>> start Excerpt

Monday, October 18, 2010

Why art?

Language is everything; everything is language. People communicate through intrinsically meaningless symbols that are attached to objectively meaningless “noises” that create letters such as A-B-C-D-etc., and letters, eventually, form an entire alphabet. Then, among the range of letters from the alphabet is formed words, such as d-o-g, which ends up being the word “dog” that we call some four legged, tailed, barking, and honest (yes, I am biased; I love dogs!) creatures. Eventually, combination of words leads into forming sentences, statements, and an entire language like the one called “English” that I am using right now as I am typing in order to communicate with you.

Same creature is called "dog" in English,
"hund" in German, "chien" in French, etc.
Ok, assuming that we have an entire language such as “English” with which we point at tangible objects like dogs and call them as “dogs” in order to communicate with each other, do you think it would that be enough to communicate all your ideas, thoughts, and emotions clearly with another fellow human being that you most probably call “friend”? Well, you may all agree in material “things” that you could exemplify with your senses such as "seeing" this creature on the picture and identifying it as "dog", but how about intangible “things” such as "hate" and "love"? How could you define the experience of such emotions that are so subjective and so relative for each person?

>> end Excerpt
>> start Records for the exercise

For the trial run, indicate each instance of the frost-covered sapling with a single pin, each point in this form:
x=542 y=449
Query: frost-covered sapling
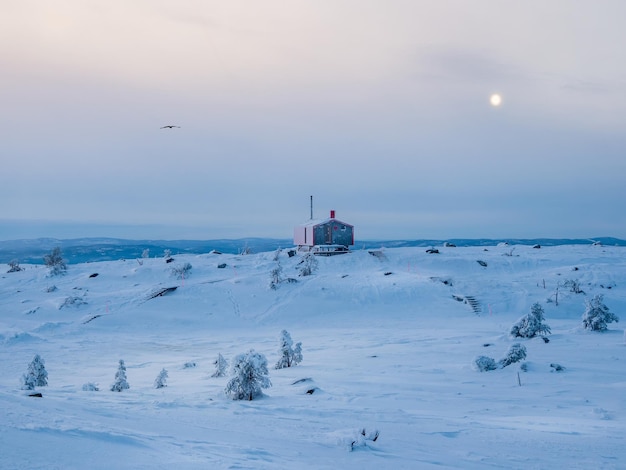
x=363 y=436
x=159 y=382
x=485 y=364
x=182 y=272
x=308 y=265
x=516 y=353
x=54 y=262
x=14 y=266
x=120 y=379
x=36 y=375
x=276 y=275
x=597 y=315
x=289 y=356
x=531 y=325
x=220 y=366
x=249 y=376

>> end Records for the exercise

▶ [Directions]
A. Find each line in the listing that contains the word "sapling", and copy those lines.
B. Continue the blog post on language and emotion from the point where it ends.

▶ [Answers to the exercise]
A.
For the trial run, indicate each instance of the frost-covered sapling with a single pin, each point in this form:
Query: frost-covered sapling

B.
Nowadays, the phrase I love you is being used so often that there is I love you inflation happening. You see newly met people say I love you to each other after two lines of conversation in a bar ambiance (imagine how deep such conversation could be and so much it could reveal about the person!?) or even comment under their friends pictures’ in social networking websites, “I love you X! You are gorgeous!” in order to help her friend boost her ego out of nowhere, who in turn would reply in a few days with a similarly flattering line, accomplishing the joint psychological masturbation by elevating each others self-confidences that fataly require flatterers to continue its "existence". In such a contemporary society, how would/could one expose his/her true thoughts/feelings while using the same language as the exemplified people in the former sentence use? How could one “transfer” the way he/she perceives an inexplicable concept such as beauty/love/hate/justice/nostalgia/absurd/sublime to another person?

Fountain, Marcel Duchamp, 1917.
Thus, words, at least in the classical sense that is used in any particular verbal language in everyday language, are insufficient in expressing certain “meanings”. This is where art comes forth.
Just as verbal languages are formed through the complex construction of letters, words, and sentences, art, too, is formed via simpler materials. In film, it is the moving pictures that carry certain meanings with their contents; in music, it is the melodies, the tonal differences, and, in certain occasions, the vocals (how it is performed is as important, if not more, as what is sung) are the words and sentences of the language of sounds. It is because of this, Marcel Duchamp’s famous Fountain is considered as a piece of art despite the contemporary critique it receives from those who neglect “why” the piece is built, and shallowly focus on the superficial level by claiming that it is just a piece of toilet! It is, again, the same reason why Surrealist films of 1920s are regarded as "stupid" even at the "best" universities around the world for lacking clarity; but it is exactly the reason why it is so important, because it attempts to demonstrate subconsciousness via camera! Why search rationality when the goal itself is complete irrationality? Here is Man Ray's 1926 film Emak-Bakia in two parts, which is valued for its courageous attempt to depict subconsciousness and for being among the first surrealist films to whom many of the contemporary films owe a lot.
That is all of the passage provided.